• **JOB 1**: In the text on cutting tools for model-building, what does the author use instead of knives to cut parts from sprue?
• **JOB 2**: Based on the text on cutting tools for model-building, decide whether each statement agrees with it, answering yes or no and quoting the words that settle it: (a) The author holds that a dull blade is safer than a sharp one. (b) Single edge razor blades are the author's main tool for trimming covering and thin sheeting. (c) The author recommends holding double-edge blades free-hand.

• **TEXT EXCERPT**:
Cutting is probably the most performed task in model-building.  There are many types of cutting tools that are made to deal with the vast assortment of materials we use and the equally variety of situations in which cutting tools are used.

This is one of those cases where having the right tool really makes a difference between enjoying your work or finding it extremely frustrating.

 
 

Please dispose of blades in a safe manner!

Dispose of razor blades safely. When I was a kid our home sported a central vacuum system that consisted of a hose with outlets all over our home.  I vacuumed a #11 blade and it got caught in the hose.

My sister found the blade some time later when it cut through the hose and into her leg.  I wasn't the most popular kid in the family after that.

The best way I have found to dispose of blades is to wrap a couple layers of masking tape around the blade first.

Embed old razor blades in epoxy for safe disposal.A good suggestion I received is to keep an old sour cream or yogurt container handy.  Put old blades in the container and pour leftover epoxy in the container.  I have started doing this and it has a nice side-benefit.

It used to be that I tossed out old blades after taping them as mentioned above.  That meant I never had dull blades on hand.  But when I need to cut sandpaper or scrape glue from my glass building board, I was ruining a perfectly good blade.  Now I can just pull a dull blade from the container to accomplish the same tasks, assuming I haven't already poured glue over the blade.

 
 

Blades

Various razor and scalpel blades with typical handles.Many people believe that a sharp blade is more dangerous than a dull one.  This is absolutely untrue.  A sharp blade is much more likely to cut where you want it to.

A dull blade requires more force and is more likely to jump out of the cut (slip).  It is when a blade slips that you are most likely to receive a deep razor cut.

I use dull blades for things like scrapping flash from plastic or cutting sandpaper to size where I am not cutting in a direction that would cause the blade to cut me if it were to slip.

Change blades frequently because a sharp blade is less dangerous and simply works better.  If you have two handles, you can keep a dull blade in one and a sharp blade in the other.

There is nothing I have found that is sharper than double-edge razor blades.  But holding a double-edge blade free-hand is dangerous so I don't recommend that you use them except in tools specifically designed to hold them such as razor planes.

Single edge razor blades are the next sharpest blade to a double-edge blade.  They are the primary tool I use for cutting and trimming covering and thin sheeting (3/32" or less thick).  A box of 100 blades purchased from your local hardware store should last at least a couple years.

Use a new blade when trimming covering because the last thing you want is a dull blade to get caught on the covering and tear it.  Single edge blades are also great for picking up small thin parts such as washers that get dropped on the floor.

I do not use knives for cutting parts from sprue because they are as prone to damaging the part as cutting it cleanly.  Instead I use a despruing tweezer (Micro-Mark catalog #82393) that is also an excellent tool.  It is built like a tweezer with a very sharp flush nipper.

• **DATA LINES**:
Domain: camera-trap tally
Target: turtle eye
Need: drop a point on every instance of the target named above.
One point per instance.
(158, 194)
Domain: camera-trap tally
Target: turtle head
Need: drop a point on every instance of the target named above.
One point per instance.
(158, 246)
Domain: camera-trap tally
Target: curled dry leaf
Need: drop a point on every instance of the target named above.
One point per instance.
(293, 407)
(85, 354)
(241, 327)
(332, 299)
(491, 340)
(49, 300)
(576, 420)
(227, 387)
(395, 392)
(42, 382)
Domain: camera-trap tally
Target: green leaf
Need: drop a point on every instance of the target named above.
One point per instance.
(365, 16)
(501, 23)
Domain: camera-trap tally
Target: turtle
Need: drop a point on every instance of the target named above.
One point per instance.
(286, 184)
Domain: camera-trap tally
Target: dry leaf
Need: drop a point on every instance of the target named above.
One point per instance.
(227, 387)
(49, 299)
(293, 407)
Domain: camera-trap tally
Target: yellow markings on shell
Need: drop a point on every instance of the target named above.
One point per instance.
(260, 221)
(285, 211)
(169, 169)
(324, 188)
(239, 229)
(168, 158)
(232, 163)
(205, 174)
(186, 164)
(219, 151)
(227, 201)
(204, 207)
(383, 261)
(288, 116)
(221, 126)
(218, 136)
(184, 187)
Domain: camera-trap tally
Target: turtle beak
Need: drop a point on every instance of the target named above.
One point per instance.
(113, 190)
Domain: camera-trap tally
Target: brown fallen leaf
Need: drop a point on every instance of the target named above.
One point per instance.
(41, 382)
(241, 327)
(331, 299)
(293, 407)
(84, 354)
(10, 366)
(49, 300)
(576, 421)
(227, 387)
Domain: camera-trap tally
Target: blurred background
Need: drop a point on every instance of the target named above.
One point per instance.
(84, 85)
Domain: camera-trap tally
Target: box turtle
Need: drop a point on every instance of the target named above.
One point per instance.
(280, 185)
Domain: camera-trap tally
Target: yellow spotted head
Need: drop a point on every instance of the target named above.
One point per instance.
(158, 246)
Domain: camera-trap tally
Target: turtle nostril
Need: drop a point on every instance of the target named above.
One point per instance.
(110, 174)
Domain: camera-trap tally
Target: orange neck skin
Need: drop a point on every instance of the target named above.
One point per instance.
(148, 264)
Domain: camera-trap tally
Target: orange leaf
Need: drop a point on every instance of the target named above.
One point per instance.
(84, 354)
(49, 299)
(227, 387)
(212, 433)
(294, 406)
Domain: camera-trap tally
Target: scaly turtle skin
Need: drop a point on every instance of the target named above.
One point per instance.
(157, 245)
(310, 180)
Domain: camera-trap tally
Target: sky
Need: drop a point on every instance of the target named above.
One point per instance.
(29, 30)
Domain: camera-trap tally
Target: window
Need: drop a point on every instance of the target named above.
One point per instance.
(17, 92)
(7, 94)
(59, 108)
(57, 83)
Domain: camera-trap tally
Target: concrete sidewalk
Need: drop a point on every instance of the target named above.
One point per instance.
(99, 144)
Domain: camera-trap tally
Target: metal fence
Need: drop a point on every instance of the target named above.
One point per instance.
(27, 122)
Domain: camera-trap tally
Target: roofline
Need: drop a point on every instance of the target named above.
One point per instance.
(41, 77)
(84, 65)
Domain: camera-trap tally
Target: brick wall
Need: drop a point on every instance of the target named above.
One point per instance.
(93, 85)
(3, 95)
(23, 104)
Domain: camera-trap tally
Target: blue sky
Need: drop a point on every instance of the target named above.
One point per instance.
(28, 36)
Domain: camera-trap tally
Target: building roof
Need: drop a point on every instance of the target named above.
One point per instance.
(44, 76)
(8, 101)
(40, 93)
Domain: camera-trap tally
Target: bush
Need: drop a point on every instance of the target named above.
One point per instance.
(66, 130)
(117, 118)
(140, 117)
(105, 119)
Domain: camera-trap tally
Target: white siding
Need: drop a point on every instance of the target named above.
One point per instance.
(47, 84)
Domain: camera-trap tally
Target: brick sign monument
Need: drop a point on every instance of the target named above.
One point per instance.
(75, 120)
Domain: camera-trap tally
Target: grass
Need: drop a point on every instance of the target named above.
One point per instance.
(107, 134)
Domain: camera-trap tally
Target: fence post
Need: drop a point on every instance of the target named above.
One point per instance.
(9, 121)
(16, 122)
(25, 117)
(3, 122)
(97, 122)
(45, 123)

• **WORKED ANSWER 1**: A despruing tweezer (Micro-Mark catalog #82393).

• **WORKED ANSWER 2**:
(a) No: "This is absolutely untrue."
(b) Yes: "They are the primary tool I use for cutting and trimming covering and thin sheeting"
(c) No: "holding a double-edge blade free-hand is dangerous"